Directions.
Lay out everything from the first line down to the line containing "x=224 y=117" as a JSON list of strings, one string per line, with blank lines left out.

Records shown.
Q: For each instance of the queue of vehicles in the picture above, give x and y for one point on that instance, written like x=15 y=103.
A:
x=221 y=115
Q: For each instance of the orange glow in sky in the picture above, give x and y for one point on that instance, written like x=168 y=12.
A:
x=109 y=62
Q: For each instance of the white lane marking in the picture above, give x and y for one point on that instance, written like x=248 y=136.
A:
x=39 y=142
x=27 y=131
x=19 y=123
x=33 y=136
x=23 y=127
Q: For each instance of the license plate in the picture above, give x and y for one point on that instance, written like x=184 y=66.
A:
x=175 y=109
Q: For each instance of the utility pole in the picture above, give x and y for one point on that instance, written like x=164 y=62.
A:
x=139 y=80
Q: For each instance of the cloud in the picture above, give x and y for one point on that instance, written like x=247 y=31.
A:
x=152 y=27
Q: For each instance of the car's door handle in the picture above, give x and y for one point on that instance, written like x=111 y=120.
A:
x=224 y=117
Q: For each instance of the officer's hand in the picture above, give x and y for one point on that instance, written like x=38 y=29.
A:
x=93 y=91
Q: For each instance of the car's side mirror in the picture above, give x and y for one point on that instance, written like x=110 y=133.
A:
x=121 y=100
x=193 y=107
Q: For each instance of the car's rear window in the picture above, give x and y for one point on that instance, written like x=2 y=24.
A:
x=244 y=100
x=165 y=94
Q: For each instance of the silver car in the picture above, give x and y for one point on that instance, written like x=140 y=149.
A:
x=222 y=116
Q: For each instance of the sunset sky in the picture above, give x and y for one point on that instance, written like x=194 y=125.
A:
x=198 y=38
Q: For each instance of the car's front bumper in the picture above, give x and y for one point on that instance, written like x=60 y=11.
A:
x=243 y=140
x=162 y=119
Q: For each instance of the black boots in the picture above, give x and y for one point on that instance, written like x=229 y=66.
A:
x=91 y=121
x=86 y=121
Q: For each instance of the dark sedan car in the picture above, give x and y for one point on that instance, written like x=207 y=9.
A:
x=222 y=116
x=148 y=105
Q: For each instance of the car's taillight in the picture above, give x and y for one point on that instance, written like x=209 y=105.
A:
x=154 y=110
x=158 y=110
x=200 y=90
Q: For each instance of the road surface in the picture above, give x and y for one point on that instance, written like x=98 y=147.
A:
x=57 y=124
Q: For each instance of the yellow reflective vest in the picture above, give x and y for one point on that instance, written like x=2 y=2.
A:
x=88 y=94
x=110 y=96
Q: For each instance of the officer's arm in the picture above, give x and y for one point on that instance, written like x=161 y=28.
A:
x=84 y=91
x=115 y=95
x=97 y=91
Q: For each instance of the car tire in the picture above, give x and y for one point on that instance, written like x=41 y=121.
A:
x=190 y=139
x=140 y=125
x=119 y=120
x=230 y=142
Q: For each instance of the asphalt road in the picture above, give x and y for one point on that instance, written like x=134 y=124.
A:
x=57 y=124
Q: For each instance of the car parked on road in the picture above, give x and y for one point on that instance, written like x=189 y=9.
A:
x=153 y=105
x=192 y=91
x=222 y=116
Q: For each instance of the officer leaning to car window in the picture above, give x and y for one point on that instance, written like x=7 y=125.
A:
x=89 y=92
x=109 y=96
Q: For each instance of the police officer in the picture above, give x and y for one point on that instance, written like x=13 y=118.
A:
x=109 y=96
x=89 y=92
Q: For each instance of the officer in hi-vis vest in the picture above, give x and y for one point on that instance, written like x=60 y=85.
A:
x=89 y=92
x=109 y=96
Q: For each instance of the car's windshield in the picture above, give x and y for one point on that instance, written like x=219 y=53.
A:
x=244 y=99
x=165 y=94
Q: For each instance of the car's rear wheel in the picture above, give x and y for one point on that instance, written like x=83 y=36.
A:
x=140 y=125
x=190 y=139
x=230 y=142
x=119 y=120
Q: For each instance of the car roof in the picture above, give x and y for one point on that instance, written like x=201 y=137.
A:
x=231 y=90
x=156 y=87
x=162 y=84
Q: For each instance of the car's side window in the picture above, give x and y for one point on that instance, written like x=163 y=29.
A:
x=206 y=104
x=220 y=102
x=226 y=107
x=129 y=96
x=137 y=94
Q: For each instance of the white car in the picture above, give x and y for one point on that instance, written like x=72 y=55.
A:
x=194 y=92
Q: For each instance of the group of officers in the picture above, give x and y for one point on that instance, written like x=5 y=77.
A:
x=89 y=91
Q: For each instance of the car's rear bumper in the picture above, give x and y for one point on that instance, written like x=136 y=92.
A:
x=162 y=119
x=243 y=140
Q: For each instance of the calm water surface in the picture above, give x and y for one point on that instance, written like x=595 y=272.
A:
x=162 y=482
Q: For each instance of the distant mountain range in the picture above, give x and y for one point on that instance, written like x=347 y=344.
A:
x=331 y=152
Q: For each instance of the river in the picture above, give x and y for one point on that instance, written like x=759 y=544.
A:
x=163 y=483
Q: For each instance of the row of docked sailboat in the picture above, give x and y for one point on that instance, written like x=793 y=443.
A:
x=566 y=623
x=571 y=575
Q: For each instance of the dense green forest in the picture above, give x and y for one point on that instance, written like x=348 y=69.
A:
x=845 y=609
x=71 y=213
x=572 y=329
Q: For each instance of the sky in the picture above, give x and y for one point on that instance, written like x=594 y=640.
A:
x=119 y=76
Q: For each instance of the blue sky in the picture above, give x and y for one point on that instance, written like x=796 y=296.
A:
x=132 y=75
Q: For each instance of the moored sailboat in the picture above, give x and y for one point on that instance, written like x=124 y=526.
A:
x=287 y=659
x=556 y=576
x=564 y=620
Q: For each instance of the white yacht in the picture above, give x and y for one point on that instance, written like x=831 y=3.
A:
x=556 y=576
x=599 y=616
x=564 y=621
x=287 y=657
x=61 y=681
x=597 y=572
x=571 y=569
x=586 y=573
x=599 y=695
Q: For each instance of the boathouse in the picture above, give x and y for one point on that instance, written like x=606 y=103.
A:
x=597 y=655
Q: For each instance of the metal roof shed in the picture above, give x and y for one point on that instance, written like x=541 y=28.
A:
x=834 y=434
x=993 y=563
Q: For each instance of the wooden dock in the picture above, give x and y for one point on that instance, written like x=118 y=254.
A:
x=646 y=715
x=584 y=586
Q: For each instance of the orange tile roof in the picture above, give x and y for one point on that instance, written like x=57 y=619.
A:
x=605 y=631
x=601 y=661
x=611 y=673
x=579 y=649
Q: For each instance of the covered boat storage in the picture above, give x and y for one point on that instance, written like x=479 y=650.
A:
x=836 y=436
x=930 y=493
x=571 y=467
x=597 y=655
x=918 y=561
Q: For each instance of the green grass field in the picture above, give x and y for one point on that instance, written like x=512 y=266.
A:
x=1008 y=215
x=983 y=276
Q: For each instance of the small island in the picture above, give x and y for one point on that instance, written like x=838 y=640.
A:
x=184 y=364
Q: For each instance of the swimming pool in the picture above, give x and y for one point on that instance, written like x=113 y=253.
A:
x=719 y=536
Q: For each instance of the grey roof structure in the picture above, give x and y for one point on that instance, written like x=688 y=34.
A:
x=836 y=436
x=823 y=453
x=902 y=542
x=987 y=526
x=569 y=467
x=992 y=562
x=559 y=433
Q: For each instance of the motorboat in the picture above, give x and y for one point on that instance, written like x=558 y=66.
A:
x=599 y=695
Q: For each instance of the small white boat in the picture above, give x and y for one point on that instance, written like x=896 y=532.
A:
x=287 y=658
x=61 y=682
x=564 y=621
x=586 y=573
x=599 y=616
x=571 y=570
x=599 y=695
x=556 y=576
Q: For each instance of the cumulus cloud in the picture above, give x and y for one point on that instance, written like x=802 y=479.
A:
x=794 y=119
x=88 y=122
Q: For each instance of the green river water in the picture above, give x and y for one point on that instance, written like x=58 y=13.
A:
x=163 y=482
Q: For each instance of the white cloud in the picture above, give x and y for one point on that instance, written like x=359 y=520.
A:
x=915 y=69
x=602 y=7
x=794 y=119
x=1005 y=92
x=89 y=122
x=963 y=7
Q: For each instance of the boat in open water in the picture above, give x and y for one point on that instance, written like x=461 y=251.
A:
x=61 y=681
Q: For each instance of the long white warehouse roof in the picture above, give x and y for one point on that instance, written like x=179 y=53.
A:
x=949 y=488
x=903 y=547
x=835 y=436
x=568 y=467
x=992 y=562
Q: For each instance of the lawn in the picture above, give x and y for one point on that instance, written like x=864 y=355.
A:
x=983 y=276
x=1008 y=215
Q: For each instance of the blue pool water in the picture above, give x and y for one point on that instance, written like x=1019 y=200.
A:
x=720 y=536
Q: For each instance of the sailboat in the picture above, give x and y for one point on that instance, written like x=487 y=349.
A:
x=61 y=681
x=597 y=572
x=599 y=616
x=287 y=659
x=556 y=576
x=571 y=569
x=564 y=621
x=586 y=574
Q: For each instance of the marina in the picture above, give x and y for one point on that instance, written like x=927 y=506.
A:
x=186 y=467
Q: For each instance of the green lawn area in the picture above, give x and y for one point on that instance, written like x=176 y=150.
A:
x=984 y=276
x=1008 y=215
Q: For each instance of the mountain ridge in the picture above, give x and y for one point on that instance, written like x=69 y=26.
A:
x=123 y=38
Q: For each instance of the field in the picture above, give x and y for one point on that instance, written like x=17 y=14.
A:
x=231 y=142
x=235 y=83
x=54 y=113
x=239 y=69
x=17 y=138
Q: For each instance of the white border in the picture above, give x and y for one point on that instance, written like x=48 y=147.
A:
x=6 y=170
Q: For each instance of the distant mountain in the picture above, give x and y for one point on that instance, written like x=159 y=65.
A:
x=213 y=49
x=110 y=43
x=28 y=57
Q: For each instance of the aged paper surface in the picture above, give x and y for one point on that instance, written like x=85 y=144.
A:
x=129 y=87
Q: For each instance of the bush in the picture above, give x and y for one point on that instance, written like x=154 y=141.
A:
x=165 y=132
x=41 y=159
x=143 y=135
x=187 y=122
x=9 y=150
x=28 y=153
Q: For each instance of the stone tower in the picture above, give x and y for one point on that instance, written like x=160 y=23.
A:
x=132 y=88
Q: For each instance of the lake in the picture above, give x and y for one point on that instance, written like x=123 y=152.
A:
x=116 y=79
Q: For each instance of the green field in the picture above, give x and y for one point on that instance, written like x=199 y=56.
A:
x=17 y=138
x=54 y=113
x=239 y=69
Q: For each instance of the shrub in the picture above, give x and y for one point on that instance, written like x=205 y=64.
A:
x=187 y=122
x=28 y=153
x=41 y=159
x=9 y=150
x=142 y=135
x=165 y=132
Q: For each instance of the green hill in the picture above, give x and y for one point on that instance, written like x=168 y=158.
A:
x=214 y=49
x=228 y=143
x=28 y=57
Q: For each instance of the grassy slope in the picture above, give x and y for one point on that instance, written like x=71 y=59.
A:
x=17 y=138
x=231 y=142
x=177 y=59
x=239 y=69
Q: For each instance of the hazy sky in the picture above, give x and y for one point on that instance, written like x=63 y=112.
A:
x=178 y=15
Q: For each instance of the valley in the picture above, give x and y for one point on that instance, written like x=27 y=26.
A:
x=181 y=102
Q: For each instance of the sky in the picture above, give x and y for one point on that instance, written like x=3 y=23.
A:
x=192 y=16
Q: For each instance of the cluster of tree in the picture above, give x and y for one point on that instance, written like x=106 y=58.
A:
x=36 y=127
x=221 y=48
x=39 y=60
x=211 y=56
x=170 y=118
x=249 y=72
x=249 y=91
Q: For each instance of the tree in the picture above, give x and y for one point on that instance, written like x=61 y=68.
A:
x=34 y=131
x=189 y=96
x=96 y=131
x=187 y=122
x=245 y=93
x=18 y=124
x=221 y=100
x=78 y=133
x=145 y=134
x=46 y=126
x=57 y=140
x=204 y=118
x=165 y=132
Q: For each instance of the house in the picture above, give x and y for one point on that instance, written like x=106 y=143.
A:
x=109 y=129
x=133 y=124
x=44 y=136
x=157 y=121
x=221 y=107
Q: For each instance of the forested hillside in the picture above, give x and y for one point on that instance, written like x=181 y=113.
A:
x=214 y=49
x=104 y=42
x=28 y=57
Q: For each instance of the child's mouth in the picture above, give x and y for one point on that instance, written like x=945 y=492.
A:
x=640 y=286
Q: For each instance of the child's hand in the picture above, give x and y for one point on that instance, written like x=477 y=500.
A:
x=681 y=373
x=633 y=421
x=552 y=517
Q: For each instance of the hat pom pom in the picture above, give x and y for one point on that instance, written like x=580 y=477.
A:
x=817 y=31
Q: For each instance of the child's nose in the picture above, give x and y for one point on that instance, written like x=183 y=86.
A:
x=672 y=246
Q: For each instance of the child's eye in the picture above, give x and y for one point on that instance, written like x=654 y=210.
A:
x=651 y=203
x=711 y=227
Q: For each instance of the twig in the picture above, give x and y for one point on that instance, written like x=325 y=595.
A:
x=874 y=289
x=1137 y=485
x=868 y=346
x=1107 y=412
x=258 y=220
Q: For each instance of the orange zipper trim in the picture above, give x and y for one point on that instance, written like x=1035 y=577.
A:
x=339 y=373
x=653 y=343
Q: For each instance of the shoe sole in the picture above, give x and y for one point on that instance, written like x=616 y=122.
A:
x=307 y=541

Answer to this problem.
[
  "Q: For each instance of the queue of vehicles in the picture above, give x and y for one point on that instance, written like x=15 y=103.",
  "A:",
  "x=221 y=115",
  "Q: For each instance of the orange glow in sky in the picture above, give x and y for one point on that instance, written like x=168 y=12.",
  "A:",
  "x=109 y=62",
  "Q: For each instance of the white lane marking in the picture above, give x and y for one point on that instance, written like x=248 y=136.",
  "A:",
  "x=39 y=142",
  "x=27 y=131",
  "x=19 y=123",
  "x=33 y=136",
  "x=23 y=127",
  "Q: For each instance of the license plate in the picture above, give x and y for one point on that instance, written like x=184 y=66.",
  "A:",
  "x=175 y=109",
  "Q: For each instance of the utility pole in the picture above, give x and y for one point on that instance, written like x=164 y=62.",
  "A:",
  "x=139 y=80",
  "Q: For each instance of the cloud in the picture above, give x and y for one point on that instance, written like x=247 y=31.",
  "A:",
  "x=152 y=27",
  "Q: For each instance of the car's door handle in the picture above, give x and y for one point on that instance, written like x=111 y=120.",
  "A:",
  "x=224 y=117"
]